**Data records**
* * * * * * * * *
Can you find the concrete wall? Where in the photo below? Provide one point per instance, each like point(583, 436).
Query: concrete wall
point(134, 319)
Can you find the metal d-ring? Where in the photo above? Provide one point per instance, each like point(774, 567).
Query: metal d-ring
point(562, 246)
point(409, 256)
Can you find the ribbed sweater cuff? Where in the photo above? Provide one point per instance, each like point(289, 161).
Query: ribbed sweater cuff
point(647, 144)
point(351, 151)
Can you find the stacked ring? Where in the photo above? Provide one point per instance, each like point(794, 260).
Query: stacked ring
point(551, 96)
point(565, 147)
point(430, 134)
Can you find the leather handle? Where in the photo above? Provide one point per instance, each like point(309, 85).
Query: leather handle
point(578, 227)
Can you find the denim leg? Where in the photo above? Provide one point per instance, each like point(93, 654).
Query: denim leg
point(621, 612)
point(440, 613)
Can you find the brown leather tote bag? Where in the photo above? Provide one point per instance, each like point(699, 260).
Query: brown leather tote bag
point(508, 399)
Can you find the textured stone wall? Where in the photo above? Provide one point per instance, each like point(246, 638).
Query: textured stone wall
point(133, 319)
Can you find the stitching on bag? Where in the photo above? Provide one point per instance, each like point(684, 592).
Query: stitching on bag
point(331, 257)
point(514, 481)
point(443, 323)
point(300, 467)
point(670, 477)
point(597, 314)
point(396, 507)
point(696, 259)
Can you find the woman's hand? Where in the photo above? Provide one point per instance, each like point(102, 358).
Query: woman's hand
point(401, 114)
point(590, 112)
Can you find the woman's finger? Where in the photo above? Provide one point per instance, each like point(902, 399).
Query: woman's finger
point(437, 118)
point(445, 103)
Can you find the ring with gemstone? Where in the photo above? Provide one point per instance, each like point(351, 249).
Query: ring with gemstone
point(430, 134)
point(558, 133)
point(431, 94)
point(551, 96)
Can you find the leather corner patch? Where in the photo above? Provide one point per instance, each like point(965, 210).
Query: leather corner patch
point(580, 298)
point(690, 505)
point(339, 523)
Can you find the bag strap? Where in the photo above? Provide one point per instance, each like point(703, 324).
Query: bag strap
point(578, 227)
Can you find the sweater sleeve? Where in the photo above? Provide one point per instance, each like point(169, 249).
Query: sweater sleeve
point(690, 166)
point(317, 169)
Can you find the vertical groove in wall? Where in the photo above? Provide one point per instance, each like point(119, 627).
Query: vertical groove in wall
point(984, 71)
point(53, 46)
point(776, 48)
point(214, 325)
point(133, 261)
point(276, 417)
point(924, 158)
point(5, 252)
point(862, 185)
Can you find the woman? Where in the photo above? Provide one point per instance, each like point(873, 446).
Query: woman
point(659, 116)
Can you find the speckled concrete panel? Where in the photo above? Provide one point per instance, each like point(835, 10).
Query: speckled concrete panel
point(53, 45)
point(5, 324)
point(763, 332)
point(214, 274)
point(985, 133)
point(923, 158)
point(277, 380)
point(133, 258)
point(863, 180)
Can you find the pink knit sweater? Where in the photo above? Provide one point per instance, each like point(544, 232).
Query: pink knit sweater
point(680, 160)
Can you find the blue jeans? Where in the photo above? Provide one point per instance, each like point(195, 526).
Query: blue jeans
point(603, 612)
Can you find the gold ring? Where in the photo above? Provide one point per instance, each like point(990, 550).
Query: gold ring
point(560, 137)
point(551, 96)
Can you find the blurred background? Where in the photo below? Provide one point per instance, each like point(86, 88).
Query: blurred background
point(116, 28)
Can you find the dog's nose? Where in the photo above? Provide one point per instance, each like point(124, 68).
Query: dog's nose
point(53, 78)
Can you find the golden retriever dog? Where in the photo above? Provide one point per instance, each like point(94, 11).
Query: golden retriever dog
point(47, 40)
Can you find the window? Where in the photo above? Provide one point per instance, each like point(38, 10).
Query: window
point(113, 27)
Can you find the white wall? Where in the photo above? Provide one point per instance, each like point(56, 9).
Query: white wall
* * * * * * * * *
**What is being asked**
Transcribe the material exactly as it reads.

**Task answer**
Can you find the concrete wall? Where in the photo below? Provide one point per instance, each like point(583, 436).
Query: concrete wall
point(134, 319)
Can you find the metal d-ring? Where in the photo above? Provide one point per instance, each like point(774, 567).
Query: metal d-ring
point(562, 246)
point(409, 256)
Can you find the ribbed sweater cuff? Where in the photo above? Provide one point per instance, each like point(289, 161).
Query: ribbed sweater cuff
point(647, 144)
point(351, 151)
Can you find the stacked ring? Where in the photo above? Provide one point per instance, each like point(794, 260).
Query: stacked ring
point(551, 96)
point(565, 147)
point(430, 134)
Can you find the leather handle? Where in the photo above? Provide one point per instance, each like point(309, 85).
Query: leather handle
point(578, 227)
Can you find the denim leg? Where in the photo above? Provide one point per instance, each like point(93, 654).
Query: denim leg
point(621, 612)
point(440, 613)
Can you find the brown leather tote bag? Where in the photo above? Provide one point per instance, each like point(699, 260).
Query: brown leather tote bag
point(508, 399)
Can you find the textured stone wall? Where in the photo above? Provide one point per instance, each like point(246, 638).
Query: textured stone wall
point(133, 319)
Can you find the stitching on bag? Where in the photo above? Provide one point per instance, each like point(684, 592).
Query: stitching on bag
point(331, 257)
point(514, 481)
point(443, 323)
point(300, 467)
point(670, 477)
point(597, 314)
point(396, 507)
point(696, 259)
Can you find the woman's hand? Where in the photo above? Provide one point per instance, each like point(102, 358).
Query: woman's hand
point(401, 114)
point(590, 112)
Can you find the woman's finger? Where in the photo above? Provide one point per instance, each like point(902, 399).
Query: woman's finger
point(437, 118)
point(445, 103)
Can you find the ring with gemstone? Where in the photo above? Provide one point per instance, each like point(351, 249).
Query: ring with gemstone
point(430, 134)
point(558, 133)
point(431, 94)
point(551, 96)
Can you find the leather corner patch? Where in the photo above? Provide one point per instance, each like point(965, 210).
Query: leather corner patch
point(580, 298)
point(690, 505)
point(339, 523)
Can you find the bag strap? Where in the photo above? Provide one point per instance, each like point(703, 324).
Query: bag strap
point(578, 227)
Can you find the sweater sleeve? Where in the photo above? Provide one point per instance, each like point(169, 249).
Query: sweater sleeve
point(690, 166)
point(317, 169)
Can you find the vertical groove in wall? Where in the photo above? Provide one point per instance, each like point(119, 627).
Query: vertical groove in wall
point(984, 71)
point(53, 46)
point(776, 48)
point(214, 325)
point(133, 261)
point(276, 417)
point(924, 158)
point(5, 252)
point(862, 185)
Can you find the woman? Where in the photo above? Provide one point per instance, each like point(873, 446).
Query: woman
point(659, 116)
Can you find the speckled concrete panel? Where in the photo above? Provide one point per instance, each like point(835, 10).
Query: speckled concrete panel
point(53, 45)
point(5, 324)
point(763, 332)
point(214, 274)
point(985, 133)
point(923, 158)
point(277, 380)
point(133, 258)
point(863, 180)
Can you find the pink knit sweater? Where in the photo above? Provide one point per instance, each like point(544, 232).
Query: pink knit sweater
point(680, 160)
Can you find the blue jeans? Where in the photo above? Provide one point per instance, each like point(195, 526).
Query: blue jeans
point(603, 612)
Can you find the gold ring? Where in the photo above? Provide one point per instance, each like point(990, 550).
Query: gold ring
point(560, 137)
point(551, 96)
Can you find the blurred background? Where in the photo below? Provide one point per instance, each like point(86, 88).
Query: blurred background
point(116, 28)
Can you find the dog's nose? Where in the photo above? Provide one point per instance, each like point(124, 68).
Query: dog's nose
point(53, 78)
Can you find the golden retriever dog? Where in the photo above? Provide one point per instance, each like point(94, 11).
Query: golden retriever dog
point(47, 40)
Can you find the window? Where in the photo above? Provide one point per instance, each like point(38, 10).
Query: window
point(113, 27)
Can you find the white wall? Where in the photo above? Provide one point per instance, each like point(56, 9).
Query: white wall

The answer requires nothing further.